Passage to read —
——
Prior to the ILO Global Social Protection Week, 25-28 November 2019, Indonesia partners KSBSI with WSM took the initiative to organize a national forum on Social protection, on 6th of November 2019 in Jakarta. The key resource speakers and their topics: Mr. Maliki (Interim Steering Committee in the GP-USP2030) on Indonesia Roadmap for USP, Mr. Rekson Silaban (KSBSI/ workers’ reps in BPJS) on CSO/TU Agenda setting on SP, Mr. Subiyanto (KSPSI/ workers’ reps in DJSN) on 15 years of SP and Mr. Irham Saifuddin (ILO Jakarta) on SP Floor.
Also attending were all trade union confederations; KSBSI, KSPSI, KSPI, migrant workers organizations; SBMI and JBM, Wage Indicators, Japbusi-Plantation workers alliance, and many national federations, from garment sector to informal workers.

The forum agreed on a common national agenda:
  1.  Harmonization of laws and regulation on SP; Revision of Law nr. 40/2004 and other regulations;
  2. Expansion of coverage on ‘missing middle’, informal workers, migrant workers, domestic workers, workers in plantation sector, and workers in  a micro-small enterprises (who can’t afford a whole package of social security);
  3. Unemployment Insurance: insurance for workers whose job are terminated or as an impact of Industrial revolution 4.0 by providing re-skilling, up-skilling and vocational training;   
  4. Increasing benefits for workers on accident and life insurance and housing for workers.
With the parliament and presidential elections finished and new cabinets were established by accommodating competitors, political tensions are rapidly decreasing. It opens the possibility for various trade union and civil society organizations to jointly work and advocate for Universal Social Protection.

20 June 2019

Indonesia in numbers in 2018: Main results of the programme

Minimum wage and wage scale structure:
- 1.163.435 staff and members of KSBSI (of which 41 % women and 50% young people) were involved in awareness raising activities, trainings and advocacy actions to inform the workers  and to give advocacy on the system to set the annual minimum wage, the level of the minimum wage and the implementation of the new wage scale structure.
- Garment workers: In 2018 GARTEKS, the garment federation of KSBSI, has organized and raised the capacity on labour rights and the Freedom of Association Protocol in the garment sector for 2.631 garment workers (of which 55% women and 63% young people). This included legal assistance and grievance handling. In the process GARTEKS could affiliate 1.750 new members.
- Migrant workers: SBMI reached out to 2.963 people (of which 66% women and 62% young people) by raising the capacity of SBMI trainers to assist the migrant workers and by handling migrant workers’ grievance cases in 10 provinces over Indonesia.
- Social security:70.651 staff and members of KSBSI (of which 35% women and 63% young people) were given  training on the Indonesian health insurance system, the social security for workers (working accident scheme, death insurance, pension) and the state of affairs with regards to the concrete implementation of these different schemes by  the companies and by the Indonesian government.
——
Your instructions — Please return the part of the text on social protection in Indonesia starting at "Minimum wage and wage" and ending at "wage scale structure.", copied word for word.
——
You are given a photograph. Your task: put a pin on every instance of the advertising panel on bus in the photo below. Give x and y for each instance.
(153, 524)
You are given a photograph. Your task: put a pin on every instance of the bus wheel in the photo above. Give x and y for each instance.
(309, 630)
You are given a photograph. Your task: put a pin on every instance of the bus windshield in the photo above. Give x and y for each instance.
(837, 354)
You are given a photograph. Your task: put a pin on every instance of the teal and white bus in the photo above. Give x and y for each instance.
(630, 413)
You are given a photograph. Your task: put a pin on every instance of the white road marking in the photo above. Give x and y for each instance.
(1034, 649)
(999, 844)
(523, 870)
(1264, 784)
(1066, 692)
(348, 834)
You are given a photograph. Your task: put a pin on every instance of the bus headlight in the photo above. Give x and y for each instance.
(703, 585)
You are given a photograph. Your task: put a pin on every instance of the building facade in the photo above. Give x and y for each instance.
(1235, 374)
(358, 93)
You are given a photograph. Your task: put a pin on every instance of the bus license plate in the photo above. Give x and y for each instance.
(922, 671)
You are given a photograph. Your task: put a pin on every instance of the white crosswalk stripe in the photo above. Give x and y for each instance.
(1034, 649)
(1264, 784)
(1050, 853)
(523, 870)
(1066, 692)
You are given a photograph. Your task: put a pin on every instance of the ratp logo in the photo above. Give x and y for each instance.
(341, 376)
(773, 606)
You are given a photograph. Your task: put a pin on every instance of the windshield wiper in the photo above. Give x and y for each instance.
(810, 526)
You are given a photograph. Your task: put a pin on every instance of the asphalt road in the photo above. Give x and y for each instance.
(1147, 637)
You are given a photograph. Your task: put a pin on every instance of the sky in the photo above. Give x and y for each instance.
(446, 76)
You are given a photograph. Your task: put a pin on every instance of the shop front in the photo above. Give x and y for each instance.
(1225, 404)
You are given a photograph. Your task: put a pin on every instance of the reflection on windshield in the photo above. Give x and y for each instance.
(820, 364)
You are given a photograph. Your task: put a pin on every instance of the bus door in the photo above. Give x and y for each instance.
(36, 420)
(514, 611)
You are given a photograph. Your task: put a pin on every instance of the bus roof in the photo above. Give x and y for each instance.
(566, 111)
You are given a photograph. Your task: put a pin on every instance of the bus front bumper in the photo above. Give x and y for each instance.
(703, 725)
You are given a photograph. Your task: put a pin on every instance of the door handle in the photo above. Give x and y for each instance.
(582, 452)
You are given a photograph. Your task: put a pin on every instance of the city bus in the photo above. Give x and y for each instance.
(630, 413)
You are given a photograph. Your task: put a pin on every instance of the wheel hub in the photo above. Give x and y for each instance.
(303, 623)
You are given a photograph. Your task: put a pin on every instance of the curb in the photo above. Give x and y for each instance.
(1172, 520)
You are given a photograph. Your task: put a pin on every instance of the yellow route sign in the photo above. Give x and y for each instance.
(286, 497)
——
Expected answer —
Minimum wage and wage scale structure:
- 1.163.435 staff and members of KSBSI (of which 41 % women and 50% young people) were involved in awareness raising activities, trainings and advocacy actions to inform the workers  and to give advocacy on the system to set the annual minimum wage, the level of the minimum wage and the implementation of the new wage scale structure.